__Written request__. Take the line containing "Could you please locate the utility" and every line after it in the data below, and print them exactly as given, with nothing else.

__Working data__.
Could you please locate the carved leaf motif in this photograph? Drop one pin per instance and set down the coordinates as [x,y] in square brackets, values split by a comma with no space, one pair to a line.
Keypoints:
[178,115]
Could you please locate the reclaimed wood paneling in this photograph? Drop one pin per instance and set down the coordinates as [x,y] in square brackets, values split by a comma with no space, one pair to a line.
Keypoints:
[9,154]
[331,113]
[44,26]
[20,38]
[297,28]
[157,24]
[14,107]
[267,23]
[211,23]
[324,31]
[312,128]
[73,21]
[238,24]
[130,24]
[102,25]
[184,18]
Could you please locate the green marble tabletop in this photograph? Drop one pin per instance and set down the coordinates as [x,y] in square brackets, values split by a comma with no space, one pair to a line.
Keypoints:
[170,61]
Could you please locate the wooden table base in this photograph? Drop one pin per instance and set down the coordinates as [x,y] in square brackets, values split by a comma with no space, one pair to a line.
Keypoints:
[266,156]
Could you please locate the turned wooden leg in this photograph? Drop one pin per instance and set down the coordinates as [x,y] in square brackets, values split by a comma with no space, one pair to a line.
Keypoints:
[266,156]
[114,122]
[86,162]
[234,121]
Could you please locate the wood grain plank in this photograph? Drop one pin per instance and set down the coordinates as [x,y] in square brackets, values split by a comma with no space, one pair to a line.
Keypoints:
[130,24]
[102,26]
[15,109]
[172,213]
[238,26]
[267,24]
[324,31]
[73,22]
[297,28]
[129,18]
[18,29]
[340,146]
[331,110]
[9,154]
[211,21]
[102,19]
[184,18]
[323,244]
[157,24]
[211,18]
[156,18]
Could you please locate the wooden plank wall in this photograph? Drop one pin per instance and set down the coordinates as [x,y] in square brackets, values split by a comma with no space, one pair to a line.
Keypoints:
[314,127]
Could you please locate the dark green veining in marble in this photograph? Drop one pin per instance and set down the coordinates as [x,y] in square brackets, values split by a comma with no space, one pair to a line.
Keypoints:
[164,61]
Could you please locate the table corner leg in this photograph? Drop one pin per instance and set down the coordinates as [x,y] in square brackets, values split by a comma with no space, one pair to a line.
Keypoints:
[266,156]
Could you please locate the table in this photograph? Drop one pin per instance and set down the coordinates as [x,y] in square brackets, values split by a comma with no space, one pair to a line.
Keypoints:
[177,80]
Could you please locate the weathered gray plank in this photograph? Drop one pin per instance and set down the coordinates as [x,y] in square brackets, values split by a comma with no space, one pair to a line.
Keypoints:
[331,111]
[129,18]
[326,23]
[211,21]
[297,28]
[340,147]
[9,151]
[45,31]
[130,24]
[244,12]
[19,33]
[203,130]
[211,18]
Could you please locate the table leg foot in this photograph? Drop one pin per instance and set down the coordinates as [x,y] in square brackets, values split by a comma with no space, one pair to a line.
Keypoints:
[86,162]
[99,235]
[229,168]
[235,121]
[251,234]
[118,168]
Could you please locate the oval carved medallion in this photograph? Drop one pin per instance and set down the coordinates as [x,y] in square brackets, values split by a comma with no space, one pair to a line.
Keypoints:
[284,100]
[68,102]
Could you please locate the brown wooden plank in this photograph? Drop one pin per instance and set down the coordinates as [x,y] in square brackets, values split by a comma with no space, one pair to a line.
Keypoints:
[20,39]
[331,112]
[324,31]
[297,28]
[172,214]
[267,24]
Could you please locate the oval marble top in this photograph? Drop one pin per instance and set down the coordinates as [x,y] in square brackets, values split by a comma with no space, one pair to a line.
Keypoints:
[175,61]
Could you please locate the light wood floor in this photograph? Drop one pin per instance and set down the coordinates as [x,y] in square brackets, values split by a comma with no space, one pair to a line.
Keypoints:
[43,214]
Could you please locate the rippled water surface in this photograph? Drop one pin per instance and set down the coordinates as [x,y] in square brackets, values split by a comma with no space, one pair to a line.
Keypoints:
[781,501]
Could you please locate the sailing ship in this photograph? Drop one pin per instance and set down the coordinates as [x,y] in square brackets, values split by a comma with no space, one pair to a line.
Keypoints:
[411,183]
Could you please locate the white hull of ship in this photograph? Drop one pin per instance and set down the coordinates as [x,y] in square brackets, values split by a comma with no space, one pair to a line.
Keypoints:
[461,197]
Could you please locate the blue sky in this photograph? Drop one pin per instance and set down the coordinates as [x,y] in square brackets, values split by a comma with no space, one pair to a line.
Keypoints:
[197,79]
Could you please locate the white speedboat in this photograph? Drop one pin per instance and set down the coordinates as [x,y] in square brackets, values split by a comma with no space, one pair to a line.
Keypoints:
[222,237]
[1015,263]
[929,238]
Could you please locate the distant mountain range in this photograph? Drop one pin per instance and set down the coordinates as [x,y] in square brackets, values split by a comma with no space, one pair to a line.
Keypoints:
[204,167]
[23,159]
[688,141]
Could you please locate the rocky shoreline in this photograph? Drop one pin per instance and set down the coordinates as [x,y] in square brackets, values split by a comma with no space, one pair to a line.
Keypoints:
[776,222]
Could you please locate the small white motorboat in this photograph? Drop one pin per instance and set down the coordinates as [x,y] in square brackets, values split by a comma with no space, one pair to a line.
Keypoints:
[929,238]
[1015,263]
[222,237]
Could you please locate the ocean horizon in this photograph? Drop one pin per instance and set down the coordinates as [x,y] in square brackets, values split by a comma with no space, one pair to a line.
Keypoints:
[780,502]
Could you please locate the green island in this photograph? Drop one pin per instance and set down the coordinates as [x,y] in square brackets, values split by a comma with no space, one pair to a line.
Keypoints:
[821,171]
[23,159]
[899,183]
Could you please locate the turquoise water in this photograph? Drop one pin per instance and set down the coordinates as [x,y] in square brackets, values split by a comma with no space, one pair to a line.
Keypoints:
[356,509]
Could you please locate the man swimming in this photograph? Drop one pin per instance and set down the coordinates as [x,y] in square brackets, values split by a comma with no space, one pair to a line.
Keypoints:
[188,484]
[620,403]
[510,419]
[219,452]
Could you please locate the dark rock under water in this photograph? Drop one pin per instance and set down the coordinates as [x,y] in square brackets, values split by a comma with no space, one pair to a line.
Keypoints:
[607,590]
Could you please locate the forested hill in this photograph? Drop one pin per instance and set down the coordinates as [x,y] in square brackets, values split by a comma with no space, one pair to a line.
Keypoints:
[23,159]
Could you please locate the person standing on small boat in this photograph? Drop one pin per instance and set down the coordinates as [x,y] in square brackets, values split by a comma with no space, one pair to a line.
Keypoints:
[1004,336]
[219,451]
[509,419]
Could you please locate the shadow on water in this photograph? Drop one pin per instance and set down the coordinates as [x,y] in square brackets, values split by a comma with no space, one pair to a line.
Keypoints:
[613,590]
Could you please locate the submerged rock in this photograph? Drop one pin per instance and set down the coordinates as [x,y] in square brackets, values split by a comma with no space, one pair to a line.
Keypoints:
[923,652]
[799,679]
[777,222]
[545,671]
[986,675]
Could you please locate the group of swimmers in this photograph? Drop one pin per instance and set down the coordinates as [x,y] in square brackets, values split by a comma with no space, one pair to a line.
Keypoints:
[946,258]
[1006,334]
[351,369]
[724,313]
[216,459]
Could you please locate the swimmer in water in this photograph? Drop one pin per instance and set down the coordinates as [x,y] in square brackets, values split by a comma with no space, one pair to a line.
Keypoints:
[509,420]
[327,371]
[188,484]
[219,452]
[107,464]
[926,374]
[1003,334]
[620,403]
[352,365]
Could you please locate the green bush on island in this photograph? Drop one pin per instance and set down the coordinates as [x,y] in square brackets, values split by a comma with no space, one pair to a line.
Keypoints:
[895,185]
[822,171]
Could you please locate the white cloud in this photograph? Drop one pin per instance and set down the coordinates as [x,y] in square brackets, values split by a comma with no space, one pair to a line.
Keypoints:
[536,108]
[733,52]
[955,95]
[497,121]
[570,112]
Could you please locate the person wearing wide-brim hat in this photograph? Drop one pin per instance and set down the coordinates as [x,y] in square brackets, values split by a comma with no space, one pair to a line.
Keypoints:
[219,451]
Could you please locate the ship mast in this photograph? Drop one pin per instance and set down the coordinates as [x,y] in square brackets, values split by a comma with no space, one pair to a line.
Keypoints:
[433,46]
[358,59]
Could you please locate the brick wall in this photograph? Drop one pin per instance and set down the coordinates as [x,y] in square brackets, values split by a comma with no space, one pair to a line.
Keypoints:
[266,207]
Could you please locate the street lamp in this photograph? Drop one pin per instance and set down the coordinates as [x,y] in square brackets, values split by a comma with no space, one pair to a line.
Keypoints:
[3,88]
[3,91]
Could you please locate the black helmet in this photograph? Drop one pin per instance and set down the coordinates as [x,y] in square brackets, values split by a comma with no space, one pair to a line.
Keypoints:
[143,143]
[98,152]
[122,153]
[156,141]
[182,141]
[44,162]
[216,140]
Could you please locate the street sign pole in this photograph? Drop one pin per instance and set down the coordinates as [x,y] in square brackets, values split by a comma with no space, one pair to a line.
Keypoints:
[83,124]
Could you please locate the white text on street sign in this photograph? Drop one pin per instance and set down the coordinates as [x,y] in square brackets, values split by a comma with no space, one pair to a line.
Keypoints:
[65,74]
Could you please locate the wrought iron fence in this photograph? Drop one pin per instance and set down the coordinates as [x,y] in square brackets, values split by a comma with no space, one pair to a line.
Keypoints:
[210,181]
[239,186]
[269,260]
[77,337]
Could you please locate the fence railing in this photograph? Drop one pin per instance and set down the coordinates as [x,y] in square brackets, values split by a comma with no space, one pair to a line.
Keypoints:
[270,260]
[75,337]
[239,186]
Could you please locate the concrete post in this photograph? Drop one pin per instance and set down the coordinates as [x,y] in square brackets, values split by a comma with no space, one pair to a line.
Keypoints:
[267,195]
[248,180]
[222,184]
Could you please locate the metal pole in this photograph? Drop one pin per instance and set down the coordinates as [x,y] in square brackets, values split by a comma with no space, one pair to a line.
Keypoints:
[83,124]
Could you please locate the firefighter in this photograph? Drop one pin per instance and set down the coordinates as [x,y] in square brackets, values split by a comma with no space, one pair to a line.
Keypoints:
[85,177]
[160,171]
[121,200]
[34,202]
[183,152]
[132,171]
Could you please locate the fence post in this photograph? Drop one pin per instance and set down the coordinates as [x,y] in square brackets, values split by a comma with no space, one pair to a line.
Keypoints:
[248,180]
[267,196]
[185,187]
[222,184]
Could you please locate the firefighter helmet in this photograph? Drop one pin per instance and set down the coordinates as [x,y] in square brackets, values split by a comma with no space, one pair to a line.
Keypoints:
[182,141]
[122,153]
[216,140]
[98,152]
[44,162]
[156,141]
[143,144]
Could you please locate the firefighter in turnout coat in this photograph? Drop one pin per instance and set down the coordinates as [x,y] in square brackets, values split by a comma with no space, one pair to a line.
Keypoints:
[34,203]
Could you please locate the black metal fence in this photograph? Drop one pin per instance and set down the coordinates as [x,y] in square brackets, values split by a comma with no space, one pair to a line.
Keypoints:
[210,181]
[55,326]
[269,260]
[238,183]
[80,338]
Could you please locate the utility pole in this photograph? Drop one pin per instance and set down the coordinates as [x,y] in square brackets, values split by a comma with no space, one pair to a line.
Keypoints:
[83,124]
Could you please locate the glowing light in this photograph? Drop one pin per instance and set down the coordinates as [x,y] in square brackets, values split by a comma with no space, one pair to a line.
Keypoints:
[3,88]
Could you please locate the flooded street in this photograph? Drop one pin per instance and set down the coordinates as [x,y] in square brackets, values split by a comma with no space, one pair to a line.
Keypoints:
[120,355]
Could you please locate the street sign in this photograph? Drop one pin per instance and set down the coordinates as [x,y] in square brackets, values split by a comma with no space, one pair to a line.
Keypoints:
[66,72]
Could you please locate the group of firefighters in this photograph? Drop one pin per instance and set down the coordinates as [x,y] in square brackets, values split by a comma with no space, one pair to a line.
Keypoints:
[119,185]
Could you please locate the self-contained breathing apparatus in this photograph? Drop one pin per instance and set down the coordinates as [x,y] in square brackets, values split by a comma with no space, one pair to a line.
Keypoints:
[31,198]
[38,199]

__In response__.
Could you please locate the utility pole in this photograph? Drop one pin per instance and set down the coordinates as [x,y] in square brackets, values split by a comma with no space, one pair to a line.
Keypoints:
[83,124]
Could you please locate the glowing light in this photograph? Drop one pin per instance and set down the coordinates as [x,y] in square brackets, values split by a comma with no space, one pair to a line.
Keypoints:
[3,88]
Could you please locate the flooded street in this photograph? Drop one pin per instance and set down the coordinates as [x,y] in square brackets, values split by a comma with no space, one pair to a line.
Keypoints:
[120,355]
Could you please locate the street sign in this photograph? Drop one pin per instance and set down the coordinates as [x,y] in square brackets, values split by a comma with no space, one pair to a line.
Keypoints:
[66,72]
Could you please locate the group of firefighters in this photograph? Drop one pin per instance and set down the coordinates as [x,y] in square brackets, values split by a comma with no space, one pair to a line.
Keypoints:
[119,185]
Could you please locate the self-contained breathing apparatus in this photograph? Drop one pin per instance and set down the coordinates as [x,y] in square brackets, values split by a comma with no space, one pair to a line.
Keypoints:
[31,198]
[38,199]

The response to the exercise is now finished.